C’è un grande punto di domanda nel menu del prossimo Natale di inglesi, scozzesi e gallesi. Ci saranno quei broccoli bolliti, uno degli ingredienti fondamentali della “Christmas dinner” se mancano i lavoratori europei disposti a raccoglierli mentre la produzione potrebbe essere, nel frattempo, trasferita in Spagna? Anche il tacchino arrosto, quello che ogni famiglia mangia a Natale, quest’anno è in sospeso. “Polonia e Francia assicurano i tacchini per il menu del pranzo di Natale”, titola il “Financial Times”, che spiega come i contadini britannici ne hanno dovuti allevare un milione in meno, un quinto di tutta la produzione dei famosi volatili, perché non c’era chi venisse dall’est europeo, pagato poche sterline, per accudire gli animali.

════════════════════

COMPITI DA SVOLGERE:
1: Nel brano sul pranzo di Natale britannico, quanti tacchini in meno hanno dovuto allevare i contadini britannici?
2: Prosegui il brano sul pranzo di Natale britannico partendo dopo la sua ultima frase.

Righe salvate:
════════════════════

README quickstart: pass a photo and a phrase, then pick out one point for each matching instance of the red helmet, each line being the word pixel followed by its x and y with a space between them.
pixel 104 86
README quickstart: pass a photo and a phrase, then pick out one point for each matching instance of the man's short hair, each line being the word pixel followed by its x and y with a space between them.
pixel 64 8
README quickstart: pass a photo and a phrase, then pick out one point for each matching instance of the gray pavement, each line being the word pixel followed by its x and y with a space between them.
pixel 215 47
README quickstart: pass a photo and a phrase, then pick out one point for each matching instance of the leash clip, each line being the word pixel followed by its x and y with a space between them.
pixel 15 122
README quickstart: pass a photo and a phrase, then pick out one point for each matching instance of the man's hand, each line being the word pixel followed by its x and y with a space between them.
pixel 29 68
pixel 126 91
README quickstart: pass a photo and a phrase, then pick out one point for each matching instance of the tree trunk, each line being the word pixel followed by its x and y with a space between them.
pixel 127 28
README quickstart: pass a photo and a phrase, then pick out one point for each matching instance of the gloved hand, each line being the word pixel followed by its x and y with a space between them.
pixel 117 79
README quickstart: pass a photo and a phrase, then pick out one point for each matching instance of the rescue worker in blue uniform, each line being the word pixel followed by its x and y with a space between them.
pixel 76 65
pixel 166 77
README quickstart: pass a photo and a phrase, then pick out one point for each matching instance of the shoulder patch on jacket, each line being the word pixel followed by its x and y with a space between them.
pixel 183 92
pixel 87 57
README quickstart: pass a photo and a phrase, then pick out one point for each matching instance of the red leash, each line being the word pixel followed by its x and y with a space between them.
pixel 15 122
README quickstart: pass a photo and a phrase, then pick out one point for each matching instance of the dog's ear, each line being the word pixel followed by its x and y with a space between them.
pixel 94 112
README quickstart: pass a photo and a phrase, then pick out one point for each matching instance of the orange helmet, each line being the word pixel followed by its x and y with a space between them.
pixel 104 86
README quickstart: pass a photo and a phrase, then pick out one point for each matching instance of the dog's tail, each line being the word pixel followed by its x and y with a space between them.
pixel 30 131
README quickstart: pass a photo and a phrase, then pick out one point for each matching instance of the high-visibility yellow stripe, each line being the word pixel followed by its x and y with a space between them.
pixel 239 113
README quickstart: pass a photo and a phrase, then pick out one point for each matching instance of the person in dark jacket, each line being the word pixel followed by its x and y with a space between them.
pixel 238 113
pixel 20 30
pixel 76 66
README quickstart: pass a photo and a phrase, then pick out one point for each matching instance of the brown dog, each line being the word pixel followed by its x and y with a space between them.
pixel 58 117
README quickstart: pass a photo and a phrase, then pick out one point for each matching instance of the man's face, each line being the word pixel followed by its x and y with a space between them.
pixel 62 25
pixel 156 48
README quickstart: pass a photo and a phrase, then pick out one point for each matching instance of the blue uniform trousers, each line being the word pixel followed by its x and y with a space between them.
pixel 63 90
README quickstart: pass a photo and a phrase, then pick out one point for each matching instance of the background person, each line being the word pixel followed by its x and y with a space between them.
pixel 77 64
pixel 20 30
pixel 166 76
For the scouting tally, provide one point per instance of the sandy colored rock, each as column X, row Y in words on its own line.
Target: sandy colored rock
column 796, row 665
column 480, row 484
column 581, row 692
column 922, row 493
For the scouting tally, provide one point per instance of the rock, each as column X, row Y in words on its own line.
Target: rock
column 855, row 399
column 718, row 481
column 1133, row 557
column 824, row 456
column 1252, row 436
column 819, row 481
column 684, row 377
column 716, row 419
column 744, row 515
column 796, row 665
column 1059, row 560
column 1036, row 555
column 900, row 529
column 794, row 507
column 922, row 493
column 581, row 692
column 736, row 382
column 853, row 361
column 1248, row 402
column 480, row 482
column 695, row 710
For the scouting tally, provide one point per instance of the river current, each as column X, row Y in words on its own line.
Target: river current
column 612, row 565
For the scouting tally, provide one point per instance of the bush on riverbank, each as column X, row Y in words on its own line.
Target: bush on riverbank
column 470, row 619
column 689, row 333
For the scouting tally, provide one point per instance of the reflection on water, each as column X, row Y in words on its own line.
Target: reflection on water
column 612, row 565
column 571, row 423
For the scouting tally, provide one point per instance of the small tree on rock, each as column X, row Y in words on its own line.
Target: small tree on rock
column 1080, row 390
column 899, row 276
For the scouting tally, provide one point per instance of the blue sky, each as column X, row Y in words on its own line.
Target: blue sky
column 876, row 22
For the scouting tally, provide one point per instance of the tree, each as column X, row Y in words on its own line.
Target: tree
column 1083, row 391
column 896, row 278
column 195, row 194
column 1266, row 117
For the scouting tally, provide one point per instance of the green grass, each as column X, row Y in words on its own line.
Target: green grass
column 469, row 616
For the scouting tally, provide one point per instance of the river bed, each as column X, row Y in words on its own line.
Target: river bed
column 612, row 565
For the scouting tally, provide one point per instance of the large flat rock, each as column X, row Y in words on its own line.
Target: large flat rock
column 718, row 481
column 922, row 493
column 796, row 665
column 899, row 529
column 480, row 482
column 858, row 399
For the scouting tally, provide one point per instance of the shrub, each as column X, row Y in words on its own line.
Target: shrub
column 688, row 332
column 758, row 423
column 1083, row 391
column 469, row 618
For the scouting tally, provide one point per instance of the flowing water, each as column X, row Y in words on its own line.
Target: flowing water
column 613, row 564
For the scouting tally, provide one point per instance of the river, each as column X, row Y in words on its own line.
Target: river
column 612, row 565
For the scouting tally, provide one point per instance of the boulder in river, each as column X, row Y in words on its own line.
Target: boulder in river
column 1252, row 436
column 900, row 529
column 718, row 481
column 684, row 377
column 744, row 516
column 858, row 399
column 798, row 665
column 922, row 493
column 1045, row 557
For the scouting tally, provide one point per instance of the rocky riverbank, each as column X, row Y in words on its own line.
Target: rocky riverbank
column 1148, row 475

════════════════════

RISPOSTE PUNTO PER PUNTO:
1: Un milione in meno, cioè un quinto di tutta la produzione.

2:
Maiali e salsicce a rischio. “Di solito garantiamo noi tutti i tacchini per Natale, ma quest’anno dovremo importarli da Polonia e Francia”, spiega Paul Kelly, un allevatore di tacchini. Il governo è corso ai ripari garantendo 5.500 visti straordinari per l’avicoltura ma Richard Griffiths, direttore dell’associazione che rappresenta chi fa parte di questo settore economico spiega che i tempi per fare domanda e consentire ai lavoratori europei di arrivare non ci sono. “Sempre che, in Europa, siano interessati a venire”, aggiunge. A Natale si mangiano anche “pigs in blanket”, piccole salsicce avvolte da pancette, e “gammon”, il prosciutto cotto, ma nei mattatoi il personale è calato del 15% e ci sono 120mila maiali che potrebbero essere uccisi inutilmente senza che la loro carne venga utilizzata. Seicento sono già stati abbattuti tra le proteste dei contadini.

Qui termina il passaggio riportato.